Para advogado, anistia já decretada dispensa nova investigação sobre sua motivação política

Comissão diz que não pode cassar anistias

DA SUCURSAL DE BRASÍLIA

O presidente da Comissão da Anistia do Ministério da Justiça, o advogado Marcello Lavenére Machado, disse que não tem poderes legais para questionar anistias feitas em anos anteriores, por outros ministérios.
"Tudo o que eu tenho a fazer não é mais rever essa anistia dele, a lei não me deu poderes para dizer assim: "Olha, você foi anistiado erradamente e estou cassando sua anistia". Eu não tenho poderes para cassar a anistia", disse Lavenére. Segundo ele, o que a comissão faz é ratificar a anistia e dar a progressão da aposentadoria excepcional para a indenização.
"Quando chega uma pessoa já anistiada, a gente não revê o ato da anistia, porque já está anistiado, algum órgão do Estado já anistiou", diz. Segundo o presidente da comissão, no entanto, já houve alguns casos que ele "encaminhou para que fossem cassados", submetendo à análise do Ministério da Justiça.
"Quase 50% dos processos que tramitam na comissão agora é de pessoas já anistiadas, que já receberam anistia a partir de 1979, que há 20, 25 anos já estão recebendo [aposentadoria excepcional]", disse Lavenére.

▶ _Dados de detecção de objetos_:
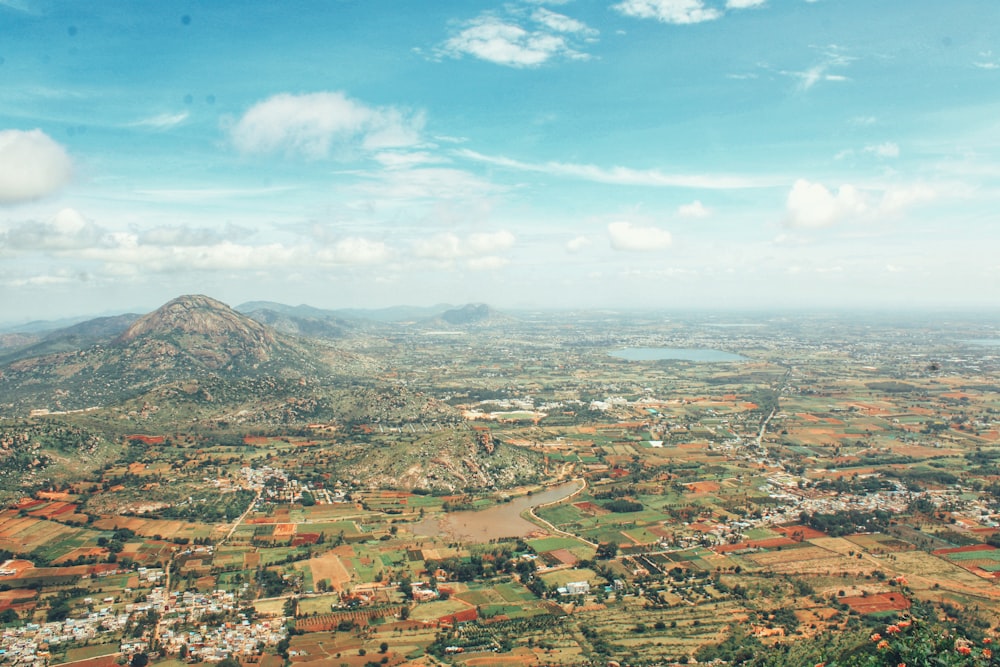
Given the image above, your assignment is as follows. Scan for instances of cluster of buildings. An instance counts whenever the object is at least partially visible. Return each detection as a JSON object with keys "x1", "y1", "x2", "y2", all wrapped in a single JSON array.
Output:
[{"x1": 0, "y1": 606, "x2": 131, "y2": 667}]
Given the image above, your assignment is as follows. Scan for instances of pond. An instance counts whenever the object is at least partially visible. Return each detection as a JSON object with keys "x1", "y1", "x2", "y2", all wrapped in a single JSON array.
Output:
[
  {"x1": 609, "y1": 347, "x2": 749, "y2": 363},
  {"x1": 413, "y1": 481, "x2": 583, "y2": 543}
]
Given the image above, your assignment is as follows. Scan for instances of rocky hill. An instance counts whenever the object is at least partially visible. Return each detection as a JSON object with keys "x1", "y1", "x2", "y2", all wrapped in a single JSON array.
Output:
[
  {"x1": 437, "y1": 303, "x2": 512, "y2": 327},
  {"x1": 0, "y1": 296, "x2": 373, "y2": 414}
]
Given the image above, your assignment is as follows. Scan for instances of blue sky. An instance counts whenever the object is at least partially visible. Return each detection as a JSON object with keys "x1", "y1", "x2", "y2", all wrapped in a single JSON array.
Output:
[{"x1": 0, "y1": 0, "x2": 1000, "y2": 321}]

▶ _TAREFA PROPOSTA 1_: De acordo com a reportagem sobre a Comissão da Anistia, qual é a proporção dos processos em tramitação na comissão que pertencem a pessoas já anistiadas?
▶ _TAREFA PROPOSTA 2_: Prossiga com a reportagem sobre a Comissão da Anistia a partir da última frase apresentada.

▶ _RESPOSTA DO EXERCÍCIO 1_: Quase 50% dos processos.

▶ _RESPOSTA DO EXERCÍCIO 2_:
O advogado disse que a anistia decretada por ministérios diversos faz dispensar uma nova investigação da comissão a respeito da motivação política. "Muitos desses processos estavam no ministério, o anistiando se habilitou, o órgão examinou e deu a anistia."
Lavenére disse que a comissão costuma fazer diligências para checar alegações dos requerentes da anistia. "Estou na comissão porque sou do lado da anistia. Quero ajudar os anistiados, mas quero ajudar os que têm direito à anistia, não os que querem se aproveitar da anistia", disse.
Negou que os processos da comissão sejam secretos. Segundo ele, "o que faz com que se tenha cuidado de tornar esses processos acessíveis a qualquer um" são os relatos, que eventualmente integram processos, de supostas situações "dramáticas", como torturas e problemas familiares.
Segundo o presidente, ele pode ou não autorizar que jornalistas vejam os processos, desde que faça análise anterior e decida, em caráter pessoal, que os relatos não afetam a intimidade do anistiado.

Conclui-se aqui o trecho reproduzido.